[Bloat] BBR high RTT unfairness: Fifty Shades of Congestion Control: A Performance and Interactions Evaluation

Fri May 31 08:39:07 EDT 2019

Hi Dave,

On 30.05.19 at 15:38 Dave Taht wrote:
> On Thu, May 30, 2019 at 4:31 AM Roland Bless <roland.bless at kit.edu> wrote:
>>
>> Hi Dave,
>>
>> On 29.05.19 at 17:05 Dave Taht wrote:
>>> I have been trying to work through this paper:
>>> https://arxiv.org/pdf/1903.03852.pdf
>>> which is enormous and well worth reading.
>>>
>>> I have a theory, though, about TABLE XII, which contrasts four BBR
>>> flows at different RTTs, in that BBRv1's probe phase makes a 200ms
>>> assumption, thus
>>> not seeing the real rtt at ong rtts, and thus the longest RTT flow
>>> gets the most bandwidth on this test, and the second (testable) theory
>>> is that were these rtts not exactly on the 100ms boundaries, we  would
>>> see more throughput fairness.
>>
>> Nope, the main reason for RTT unfairness in BBRv1 is its
>> CWnd cap at 2*(RTT_min*est_bw) (2*estimated bottleneck BDP share).
> 
> The striking thing about that table was that the 300ms result was the
> ~same as the 100ms result for throughput, while the ones on the 200
> and 400ms ones were 2x and 4x respectively.

Yes, correct.

> My thought was that at extraordinary RTTs (anything > planet girdling
> e.g. > 200ms) that trying a probe of 250ms (or some degree of variance
> periodically - 220ms, 260ms, 180ms) or changing the period of the
> probe itself, would desync things and get closer to the real RTT,
> particularly when BBR was duking it out with itself.
> 
> This would also make up for researchers (which includes myself until I
> trained myself out of it) tending to always start a test with multiple
> flows all at exactly the same time, which could be another flaw in
> this dataset.

You are right and we ran into this trap also at first and
experienced similar effects in our BBR evaluations. Therefore,
we used starting times that are not multiple of 10s (0s, 23s, 31s, 38s,
42s, 47s), because BBR probes every 10s for the min RTT, cf. Section V.D
of our paper below.

>> As we showed in http://doc.tm.kit.edu/2017-kit-icnp-bbr-authors-copy.pdf
>> Section III: multiple BBR flows will always increase their CWnd up
>> to this point (except when the buffer capacity is smaller than a BDP).
>> Neal's explanation is in line with our findings.

(Written request 1)
In the BBR thread, at what starting times did the authors begin their flows to avoid the 10s probing trap?
The rows that come next are unrelated to the BBR thread.

(Stored data)

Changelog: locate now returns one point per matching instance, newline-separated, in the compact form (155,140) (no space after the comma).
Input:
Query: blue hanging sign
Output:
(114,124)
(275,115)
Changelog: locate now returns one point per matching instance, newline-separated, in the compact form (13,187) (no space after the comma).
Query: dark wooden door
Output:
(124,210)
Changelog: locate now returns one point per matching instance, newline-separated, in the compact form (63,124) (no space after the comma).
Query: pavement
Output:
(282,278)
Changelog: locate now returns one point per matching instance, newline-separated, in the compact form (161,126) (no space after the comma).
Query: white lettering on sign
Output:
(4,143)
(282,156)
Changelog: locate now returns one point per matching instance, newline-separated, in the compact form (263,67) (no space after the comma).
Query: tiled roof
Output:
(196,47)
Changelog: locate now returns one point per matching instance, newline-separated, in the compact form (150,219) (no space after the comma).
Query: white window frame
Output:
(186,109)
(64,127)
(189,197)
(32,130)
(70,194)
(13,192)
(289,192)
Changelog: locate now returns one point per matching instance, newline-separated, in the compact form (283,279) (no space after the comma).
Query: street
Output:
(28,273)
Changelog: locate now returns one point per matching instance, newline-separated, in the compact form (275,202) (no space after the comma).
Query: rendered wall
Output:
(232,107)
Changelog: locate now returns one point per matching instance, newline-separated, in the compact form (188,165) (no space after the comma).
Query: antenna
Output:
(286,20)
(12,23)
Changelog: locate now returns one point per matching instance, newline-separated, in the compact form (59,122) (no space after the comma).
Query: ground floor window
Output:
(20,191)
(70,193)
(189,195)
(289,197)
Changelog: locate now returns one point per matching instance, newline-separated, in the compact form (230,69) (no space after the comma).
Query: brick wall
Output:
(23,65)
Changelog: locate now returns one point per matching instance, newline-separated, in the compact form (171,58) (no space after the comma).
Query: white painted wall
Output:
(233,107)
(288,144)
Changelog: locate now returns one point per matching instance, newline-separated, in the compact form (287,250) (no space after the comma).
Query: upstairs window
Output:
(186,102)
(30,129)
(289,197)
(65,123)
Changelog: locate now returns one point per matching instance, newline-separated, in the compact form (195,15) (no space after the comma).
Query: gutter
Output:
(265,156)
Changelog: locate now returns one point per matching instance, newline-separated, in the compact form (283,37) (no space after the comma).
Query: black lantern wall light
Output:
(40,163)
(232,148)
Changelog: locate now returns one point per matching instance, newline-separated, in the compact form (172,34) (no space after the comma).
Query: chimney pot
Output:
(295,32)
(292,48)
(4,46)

(Written request 2)
In the rows, change "gutter" to "drainpipe" from the line with "(195,15) (no space after the comma)." through the end of the rows, and return only those lines.

(Full response 1)
0s, 23s, 31s, 38s, 42s, and 47s.

(Full response 2)
Changelog: locate now returns one point per matching instance, newline-separated, in the compact form (195,15) (no space after the comma).
Query: drainpipe
Output:
(265,156)
Changelog: locate now returns one point per matching instance, newline-separated, in the compact form (283,37) (no space after the comma).
Query: black lantern wall light
Output:
(40,163)
(232,148)
Changelog: locate now returns one point per matching instance, newline-separated, in the compact form (172,34) (no space after the comma).
Query: chimney pot
Output:
(295,32)
(292,48)
(4,46)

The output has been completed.